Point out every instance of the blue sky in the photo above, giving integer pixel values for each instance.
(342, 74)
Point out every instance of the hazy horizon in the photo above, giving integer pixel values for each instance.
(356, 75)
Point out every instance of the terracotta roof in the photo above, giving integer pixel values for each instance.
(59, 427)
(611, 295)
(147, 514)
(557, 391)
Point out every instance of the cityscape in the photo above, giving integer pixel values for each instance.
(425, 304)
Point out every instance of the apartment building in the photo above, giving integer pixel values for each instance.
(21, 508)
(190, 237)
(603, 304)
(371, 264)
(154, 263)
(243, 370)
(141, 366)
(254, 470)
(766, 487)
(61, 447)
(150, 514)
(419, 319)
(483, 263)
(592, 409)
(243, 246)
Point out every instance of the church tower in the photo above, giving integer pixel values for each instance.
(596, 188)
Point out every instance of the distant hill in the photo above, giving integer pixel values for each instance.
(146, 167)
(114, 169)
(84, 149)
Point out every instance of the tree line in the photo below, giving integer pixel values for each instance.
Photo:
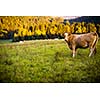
(19, 28)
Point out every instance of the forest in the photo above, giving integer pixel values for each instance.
(20, 28)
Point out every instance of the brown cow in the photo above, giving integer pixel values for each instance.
(88, 40)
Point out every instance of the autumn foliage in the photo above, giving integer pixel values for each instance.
(21, 28)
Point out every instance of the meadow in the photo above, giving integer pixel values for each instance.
(47, 61)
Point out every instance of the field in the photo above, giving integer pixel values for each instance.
(47, 61)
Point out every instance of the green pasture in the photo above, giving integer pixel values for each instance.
(47, 61)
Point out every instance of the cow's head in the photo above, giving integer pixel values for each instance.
(66, 36)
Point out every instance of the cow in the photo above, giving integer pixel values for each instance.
(87, 40)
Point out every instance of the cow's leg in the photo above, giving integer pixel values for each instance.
(91, 52)
(74, 52)
(95, 50)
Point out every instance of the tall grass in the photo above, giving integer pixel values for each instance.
(47, 61)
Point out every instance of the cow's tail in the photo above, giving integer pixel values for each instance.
(95, 39)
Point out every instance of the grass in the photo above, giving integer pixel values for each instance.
(47, 61)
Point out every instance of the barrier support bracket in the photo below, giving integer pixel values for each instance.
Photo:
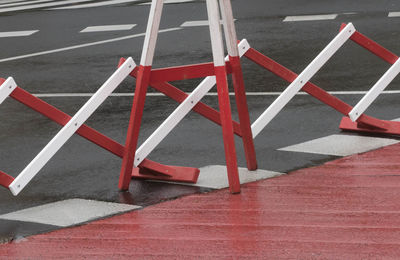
(150, 170)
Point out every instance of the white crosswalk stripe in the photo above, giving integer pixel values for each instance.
(340, 145)
(7, 6)
(17, 33)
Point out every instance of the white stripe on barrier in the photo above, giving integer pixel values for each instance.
(217, 45)
(302, 79)
(153, 25)
(156, 94)
(7, 88)
(71, 127)
(374, 92)
(180, 112)
(229, 27)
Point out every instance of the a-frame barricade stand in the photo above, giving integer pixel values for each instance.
(355, 119)
(216, 74)
(146, 76)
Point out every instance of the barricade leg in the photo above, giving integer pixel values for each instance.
(223, 95)
(238, 84)
(142, 83)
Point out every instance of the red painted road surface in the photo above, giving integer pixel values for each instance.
(345, 209)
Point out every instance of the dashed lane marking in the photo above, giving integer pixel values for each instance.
(197, 23)
(340, 145)
(317, 17)
(98, 4)
(17, 33)
(108, 28)
(37, 6)
(82, 46)
(394, 14)
(69, 212)
(17, 3)
(171, 2)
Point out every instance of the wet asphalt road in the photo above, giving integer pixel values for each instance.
(82, 170)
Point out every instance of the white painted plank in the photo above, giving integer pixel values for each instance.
(229, 27)
(394, 14)
(71, 127)
(7, 88)
(302, 79)
(317, 17)
(180, 112)
(108, 28)
(69, 212)
(150, 40)
(216, 33)
(157, 94)
(97, 4)
(17, 33)
(340, 145)
(375, 91)
(214, 177)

---------------

> **Exercise aim**
A faithful, word-for-word version of the records above is needed, with no images in it.

> **Solution to this exercise**
Point out every instance of the blue sky in the photo above, giving integer pixel values for each instance.
(342, 74)
Point out every instance of the hazy horizon in the photo above, giving integer pixel values for each instance.
(356, 75)
Point out every instance of the terracotta roof in the photo above, giving integer pixel values for each instance.
(59, 427)
(611, 295)
(147, 514)
(557, 391)
Point out every instance of the cityscape in the photo above, giving integer pixel values for each instance.
(425, 304)
Point out every instance of the apartment building in the photo above, giving integer pixel values for each instance.
(21, 508)
(190, 237)
(603, 304)
(371, 264)
(154, 263)
(243, 370)
(141, 366)
(254, 470)
(766, 487)
(61, 447)
(150, 514)
(419, 319)
(483, 263)
(592, 409)
(243, 246)
Point out every instance of the church tower in the photo above, giving integer pixel values for each instance.
(596, 188)
Point out every instance of the distant hill in the photo above, giving integer pixel values for each instance.
(146, 167)
(114, 169)
(84, 149)
Point out every instance of the tree line in the photo below, giving integer pixel values for each instance.
Photo:
(19, 28)
Point out every instance of the forest in the photo above, giving integer pixel values for each instance.
(20, 28)
Point out every instance of the brown cow in the photo above, giving integer pixel values for each instance.
(88, 40)
Point out every instance of the autumn foliage in the photo above, giving integer pixel values for each instance.
(21, 28)
Point out every instance of the meadow in the photo above, giving integer pixel values for each instance.
(47, 61)
Point out every instance of the field in the photo above, giving integer pixel values for each instance.
(47, 61)
Point out every instance of the green pasture in the photo above, giving integer pixel values for each instance.
(47, 61)
Point out every instance of the cow's head in the photo above, giving integer pixel values for each instance.
(66, 36)
Point out every instance of the cow in the photo above, giving integer pixel values for each instance.
(87, 40)
Point out every instance of the cow's leg in the photo above, giving integer pixel values for each instance.
(91, 52)
(74, 52)
(95, 50)
Point out every instance of the tall grass in the photo above, giving integer pixel values for each instance.
(47, 61)
Point out every instance of the cow's tail in the photo above, giving integer pixel values for each instance.
(95, 39)
Point out every instance of the grass in the photo above, giving integer pixel values for each instance.
(47, 61)
Point out every instance of the barrier support bracket in the photo below, giving integer pixel values for each instance.
Photo:
(150, 170)
Point out every instance of the white crosswalk stripe in the photo above, giving integer pixel values for each instance.
(340, 145)
(7, 6)
(17, 33)
Point out every instance of the white stripe on barrier in the photo above, giving integer pixel values for each instance.
(217, 45)
(302, 79)
(153, 25)
(156, 94)
(7, 88)
(71, 127)
(374, 92)
(180, 112)
(229, 27)
Point out every instance of the a-frame barricade stand in the photo above, giving integer pixel values for each instance.
(355, 119)
(216, 74)
(146, 76)
Point out every instance of the barricade leg in the photo above, giving integer pixel values for each instance.
(223, 95)
(238, 84)
(142, 83)
Point out every instance of the red painted road surface in the photo above, giving integer pixel values for each instance.
(345, 209)
Point out every instance of the dashed lane marking in the photo above, giving integer pixel values for each instance.
(197, 23)
(340, 145)
(317, 17)
(98, 4)
(17, 33)
(108, 28)
(37, 6)
(82, 46)
(394, 14)
(69, 212)
(17, 3)
(171, 2)
Point out every instance of the wet asphalt road in the photo above, giving integer pixel values for each instance.
(82, 170)
Point out every instance of the white painted plank in the photo above, giving integer pixel values for each instance.
(229, 27)
(394, 14)
(71, 127)
(7, 88)
(302, 79)
(317, 17)
(180, 112)
(108, 28)
(69, 212)
(150, 40)
(216, 33)
(157, 94)
(97, 4)
(17, 33)
(340, 145)
(375, 91)
(214, 177)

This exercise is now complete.